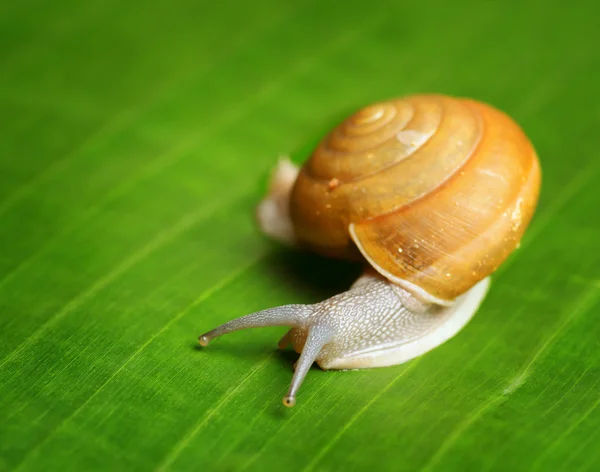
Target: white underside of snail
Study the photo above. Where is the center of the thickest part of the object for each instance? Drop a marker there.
(378, 322)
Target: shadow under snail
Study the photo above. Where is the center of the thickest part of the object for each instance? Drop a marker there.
(434, 193)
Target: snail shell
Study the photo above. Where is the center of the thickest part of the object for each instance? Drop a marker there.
(434, 191)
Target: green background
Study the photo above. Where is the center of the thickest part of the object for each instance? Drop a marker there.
(136, 140)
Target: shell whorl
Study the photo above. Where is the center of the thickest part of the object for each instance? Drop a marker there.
(425, 186)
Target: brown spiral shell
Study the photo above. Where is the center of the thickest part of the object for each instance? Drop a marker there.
(434, 191)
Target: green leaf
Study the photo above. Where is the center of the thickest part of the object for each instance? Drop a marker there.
(136, 140)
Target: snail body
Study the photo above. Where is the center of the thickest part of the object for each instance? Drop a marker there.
(434, 193)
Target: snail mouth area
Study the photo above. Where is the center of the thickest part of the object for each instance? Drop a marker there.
(449, 322)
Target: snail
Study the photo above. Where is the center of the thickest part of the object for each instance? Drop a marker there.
(432, 193)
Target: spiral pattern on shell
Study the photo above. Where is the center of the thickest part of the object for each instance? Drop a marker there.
(434, 191)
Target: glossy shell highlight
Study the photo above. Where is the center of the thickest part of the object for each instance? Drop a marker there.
(434, 191)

- [Requirement] Lay out the records as a Markdown table with the columns Row and Line, beginning at the line that contains "Target: shell whorl" and ending at the last line of the records, and leave out any blank lines.

- [Solution below]
| Row | Line |
|---|---|
| 1 | Target: shell whorl |
| 2 | Study the photo above. Where is the center of the thickest part of the object for each instance? Drop a marker there. |
| 3 | (425, 186) |
| 4 | Target: brown spiral shell |
| 5 | Study the photo above. Where is the center of the thickest part of the object for each instance? Drop a marker there. |
| 6 | (434, 191) |
| 7 | Target: green leaf |
| 8 | Study the photo above. Where is the center of the thickest part of the object for each instance? Drop a marker there. |
| 9 | (136, 140) |
| 10 | Target: snail body |
| 11 | Study the photo above. Where is the center of the thickest part of the object for each instance? Drop a marker there. |
| 12 | (434, 193) |
| 13 | Target: snail mouth area |
| 14 | Study the photo above. Where is the center of the thickest part of the object for each instance? Drop a marker there. |
| 15 | (449, 322) |
| 16 | Target: snail |
| 17 | Study the photo above. Where is the center of the thickest part of the object for each instance? Drop a marker there. |
| 18 | (432, 193) |
| 19 | Target: spiral pattern on shell |
| 20 | Study the photo above. Where is the center of the thickest part of the object for each instance? Drop a marker there. |
| 21 | (434, 191) |
| 22 | Target: glossy shell highlight |
| 23 | Study the photo above. Where is the center of the thickest part of the object for each instance? Drop a marker there. |
| 24 | (434, 191) |